**Work to be completed:** Find "Query: alloy wheel" in the data below; transcribe the line it appears on and each line after it, exactly, to the end, and nothing else.

**Records from a collection:**

━━━━━━━━━━━━━━━━━━━━

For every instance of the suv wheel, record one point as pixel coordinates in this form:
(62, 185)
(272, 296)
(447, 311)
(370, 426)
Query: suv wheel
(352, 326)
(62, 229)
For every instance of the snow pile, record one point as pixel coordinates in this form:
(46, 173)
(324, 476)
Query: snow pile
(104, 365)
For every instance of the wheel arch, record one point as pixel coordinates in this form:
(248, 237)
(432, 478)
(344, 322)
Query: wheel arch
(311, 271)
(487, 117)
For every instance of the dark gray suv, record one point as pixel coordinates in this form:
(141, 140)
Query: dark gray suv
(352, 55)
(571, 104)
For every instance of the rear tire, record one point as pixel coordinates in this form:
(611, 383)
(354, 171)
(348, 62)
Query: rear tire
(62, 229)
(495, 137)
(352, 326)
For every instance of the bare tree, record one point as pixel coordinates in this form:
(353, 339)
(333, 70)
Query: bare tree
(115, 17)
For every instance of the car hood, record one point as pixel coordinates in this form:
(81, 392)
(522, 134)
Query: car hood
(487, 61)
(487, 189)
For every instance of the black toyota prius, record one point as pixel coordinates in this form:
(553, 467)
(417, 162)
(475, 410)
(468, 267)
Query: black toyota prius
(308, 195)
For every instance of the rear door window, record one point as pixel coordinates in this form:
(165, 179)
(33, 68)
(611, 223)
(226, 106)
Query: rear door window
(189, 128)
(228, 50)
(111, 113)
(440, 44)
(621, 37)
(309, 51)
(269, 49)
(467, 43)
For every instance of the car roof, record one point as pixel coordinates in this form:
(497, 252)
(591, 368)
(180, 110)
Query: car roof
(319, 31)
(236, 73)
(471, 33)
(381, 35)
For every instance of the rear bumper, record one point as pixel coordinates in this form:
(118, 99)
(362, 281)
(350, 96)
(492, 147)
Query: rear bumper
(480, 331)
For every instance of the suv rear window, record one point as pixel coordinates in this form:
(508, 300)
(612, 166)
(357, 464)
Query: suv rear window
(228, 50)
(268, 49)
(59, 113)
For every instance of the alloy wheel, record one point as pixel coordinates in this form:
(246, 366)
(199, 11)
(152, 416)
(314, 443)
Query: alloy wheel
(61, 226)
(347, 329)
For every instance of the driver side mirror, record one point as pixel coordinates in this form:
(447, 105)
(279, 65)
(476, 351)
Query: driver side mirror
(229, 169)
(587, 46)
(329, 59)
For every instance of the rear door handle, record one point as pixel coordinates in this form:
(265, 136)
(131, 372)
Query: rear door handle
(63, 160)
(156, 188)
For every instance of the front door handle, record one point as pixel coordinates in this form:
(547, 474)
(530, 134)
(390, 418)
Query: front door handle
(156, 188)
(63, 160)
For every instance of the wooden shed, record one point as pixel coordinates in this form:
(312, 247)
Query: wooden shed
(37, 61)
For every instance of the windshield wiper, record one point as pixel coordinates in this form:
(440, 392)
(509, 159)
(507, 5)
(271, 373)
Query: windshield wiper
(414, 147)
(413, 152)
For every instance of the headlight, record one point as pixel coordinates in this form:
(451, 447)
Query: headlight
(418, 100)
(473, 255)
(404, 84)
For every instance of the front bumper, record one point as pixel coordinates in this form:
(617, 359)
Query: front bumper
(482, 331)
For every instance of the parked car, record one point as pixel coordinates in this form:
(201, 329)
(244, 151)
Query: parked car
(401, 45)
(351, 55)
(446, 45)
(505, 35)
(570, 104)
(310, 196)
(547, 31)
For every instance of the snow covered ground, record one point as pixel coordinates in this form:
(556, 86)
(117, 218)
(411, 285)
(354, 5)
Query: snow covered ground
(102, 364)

━━━━━━━━━━━━━━━━━━━━

**Solution:**
Query: alloy wheel
(61, 226)
(347, 329)
For every instance of the driver side mirror, record one point as pixel coordinates in this form:
(447, 105)
(279, 65)
(476, 351)
Query: driver side mirror
(229, 169)
(587, 46)
(329, 59)
For every instance of the rear door handle, record one point as pixel coordinates in this form:
(265, 136)
(131, 372)
Query: rear door handle
(63, 160)
(156, 188)
For every instance of the front door handle, record one point as pixel coordinates in this form:
(547, 474)
(530, 134)
(390, 418)
Query: front door handle
(156, 188)
(63, 160)
For every instance of the wooden shed, record one point as pixel coordinates in this form:
(312, 247)
Query: wooden shed
(37, 61)
For every instance of the windshield wiper, record one point as pixel coordinates in this form:
(440, 392)
(509, 159)
(507, 5)
(271, 373)
Query: windshield wiper
(414, 147)
(413, 152)
For every instance of the headlight, record one point as pixel coordinates in this form:
(451, 447)
Query: headlight
(418, 100)
(473, 255)
(404, 84)
For every instance of the front bumper, record one point as pixel coordinates in this form:
(617, 359)
Query: front bumper
(482, 331)
For every instance of the parked car, record one point as pixel coordinates in this form:
(201, 329)
(244, 151)
Query: parked car
(401, 45)
(351, 55)
(446, 45)
(505, 35)
(570, 104)
(310, 196)
(547, 31)
For every instance of the snow covered ground, record one point as pixel coordinates in this form:
(556, 86)
(117, 218)
(411, 285)
(354, 5)
Query: snow covered ground
(102, 364)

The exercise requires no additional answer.